DATA IN THIS EXERCISE ::
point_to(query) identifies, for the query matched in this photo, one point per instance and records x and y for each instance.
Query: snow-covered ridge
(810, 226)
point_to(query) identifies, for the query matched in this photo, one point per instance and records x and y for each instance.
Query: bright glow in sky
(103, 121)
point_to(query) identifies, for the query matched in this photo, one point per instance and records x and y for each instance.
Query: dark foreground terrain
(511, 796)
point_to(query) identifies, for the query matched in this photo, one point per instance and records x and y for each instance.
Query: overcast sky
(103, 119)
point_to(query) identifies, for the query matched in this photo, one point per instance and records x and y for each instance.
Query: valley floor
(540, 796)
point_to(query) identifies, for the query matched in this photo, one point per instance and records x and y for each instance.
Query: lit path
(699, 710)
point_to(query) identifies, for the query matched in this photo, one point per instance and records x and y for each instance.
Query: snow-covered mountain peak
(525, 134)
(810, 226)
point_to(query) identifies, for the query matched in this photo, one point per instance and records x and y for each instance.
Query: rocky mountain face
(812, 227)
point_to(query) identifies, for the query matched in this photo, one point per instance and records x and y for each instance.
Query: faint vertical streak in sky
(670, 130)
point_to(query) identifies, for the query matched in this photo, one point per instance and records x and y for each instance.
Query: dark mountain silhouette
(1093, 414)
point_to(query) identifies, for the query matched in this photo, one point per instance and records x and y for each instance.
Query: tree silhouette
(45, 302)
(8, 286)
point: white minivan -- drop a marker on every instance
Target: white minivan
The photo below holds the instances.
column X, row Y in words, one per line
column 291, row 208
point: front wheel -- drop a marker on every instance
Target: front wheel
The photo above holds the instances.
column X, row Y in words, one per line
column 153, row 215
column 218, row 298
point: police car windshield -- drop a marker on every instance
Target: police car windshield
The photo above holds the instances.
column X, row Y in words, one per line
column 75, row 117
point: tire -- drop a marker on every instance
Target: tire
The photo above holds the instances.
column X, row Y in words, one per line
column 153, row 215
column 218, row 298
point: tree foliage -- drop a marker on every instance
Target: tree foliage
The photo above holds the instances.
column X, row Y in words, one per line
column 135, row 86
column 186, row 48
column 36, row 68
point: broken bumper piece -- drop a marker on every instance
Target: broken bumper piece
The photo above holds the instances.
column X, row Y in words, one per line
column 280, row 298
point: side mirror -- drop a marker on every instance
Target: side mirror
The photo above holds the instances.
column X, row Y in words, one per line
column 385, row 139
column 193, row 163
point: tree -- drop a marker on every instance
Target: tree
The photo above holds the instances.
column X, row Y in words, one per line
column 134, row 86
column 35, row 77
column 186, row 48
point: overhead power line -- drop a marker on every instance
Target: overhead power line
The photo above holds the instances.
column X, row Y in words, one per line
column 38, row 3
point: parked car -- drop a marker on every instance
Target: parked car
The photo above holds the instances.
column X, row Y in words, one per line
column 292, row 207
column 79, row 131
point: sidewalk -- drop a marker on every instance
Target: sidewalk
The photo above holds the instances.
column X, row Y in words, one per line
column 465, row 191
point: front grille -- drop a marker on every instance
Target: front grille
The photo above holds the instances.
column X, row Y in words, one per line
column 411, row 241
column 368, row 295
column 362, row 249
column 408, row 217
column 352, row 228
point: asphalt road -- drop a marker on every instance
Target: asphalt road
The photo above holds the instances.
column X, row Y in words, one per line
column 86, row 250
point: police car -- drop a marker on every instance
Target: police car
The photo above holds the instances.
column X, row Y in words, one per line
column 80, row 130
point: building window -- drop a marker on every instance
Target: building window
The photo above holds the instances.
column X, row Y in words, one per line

EXERCISE PROMPT ::
Print all of the data exactly as it was given.

RESPONSE ::
point_to(query) identifies, for the query matched in this photo, one point per instance and records x and y for each instance.
Query: snow-covered ridge
(810, 226)
point_to(query) identifies, for the query matched in this photo, one point per instance and records x and y for each instance.
Query: bright glow in sky
(103, 121)
point_to(query) identifies, for the query matched in this photo, one point per instance and records x and y for each instance.
Query: dark foreground terrain
(511, 796)
point_to(query) identifies, for the query matched in this photo, one point per instance and records x and y for each instance.
Query: overcast sky
(103, 119)
point_to(query) identifies, for the query matched in this photo, one point per instance and records x and y for each instance.
Query: valley floor
(540, 796)
point_to(query) identifies, for the query matched in this photo, one point per instance and records x and y for each instance.
Query: lit path
(699, 710)
point_to(query) identifies, for the query matched in this photo, one point per instance and records x and y for each instance.
Query: snow-covered mountain peak
(525, 134)
(810, 226)
point_to(query) identifies, for the query matched in this photo, one point per instance and records x and y for each instance.
Query: rocky mountain face
(812, 227)
point_to(query) identifies, for the query matched in this photo, one point per instance and records x and y for each instance.
Query: faint vertical streak in sky
(670, 130)
point_to(query) identifies, for the query matched in this photo, one point per instance and records x and y for each instance.
Query: dark mountain silhouette
(1093, 414)
point_to(query) identifies, for the query matched in this photo, one point per instance and records x and y for each instance.
Query: tree silhouette
(45, 302)
(8, 286)
point: white minivan -- drop a marker on every instance
Target: white minivan
The photo below holds the instances.
column X, row Y in words, one per line
column 291, row 208
point: front wheel -- drop a marker on every instance
Target: front wheel
The photo above holds the instances.
column X, row Y in words, one per line
column 153, row 215
column 218, row 298
point: police car windshield -- drop a marker on every instance
Target: police car windshield
The photo above holds the instances.
column X, row Y in words, one per line
column 75, row 117
point: tire -- drop a marker on every instance
Target: tire
The photo above holds the instances.
column X, row Y in words, one per line
column 153, row 215
column 218, row 298
point: tree foliage -- drop a marker on every instance
Target: tree foliage
The photo above holds the instances.
column X, row Y in words, one per line
column 135, row 86
column 186, row 48
column 36, row 68
point: broken bumper piece -- drop a marker on every instance
Target: broken bumper piece
The photo above holds the instances.
column X, row Y in words, one per line
column 280, row 298
point: side mirror -- drop a marker on every instance
Target: side mirror
The photo above holds the instances.
column X, row Y in words, one per line
column 385, row 139
column 193, row 163
point: tree -- drop a marker on every instance
Target: tree
The photo above holds the instances.
column X, row Y in words, one per line
column 134, row 86
column 35, row 77
column 186, row 48
point: overhead power line -- drop a marker on every instance
Target: overhead power line
The photo above holds the instances.
column X, row Y in words, one per line
column 38, row 3
point: parked car -- drop a marker on every instance
Target: parked car
The photo above holds the instances.
column X, row Y in words, one per line
column 292, row 207
column 79, row 131
point: sidewalk -- drop a marker on every instance
Target: sidewalk
The photo above holds the instances.
column X, row Y in words, one per line
column 465, row 191
point: front grille -- drop a marker on every instance
Target: front grille
The photo above holds the instances.
column X, row Y in words, one per line
column 411, row 241
column 368, row 295
column 362, row 249
column 408, row 217
column 352, row 228
point: asphalt road -- drop a marker on every instance
Target: asphalt road
The photo above holds the instances.
column X, row Y in words, one per line
column 86, row 250
point: police car -- drop a marker on every instance
Target: police car
The photo above holds the instances.
column X, row Y in words, one per line
column 80, row 130
point: building window -- drop a marker on every instance
Target: building window
The photo above holds the instances.
column X, row Y in words, one per line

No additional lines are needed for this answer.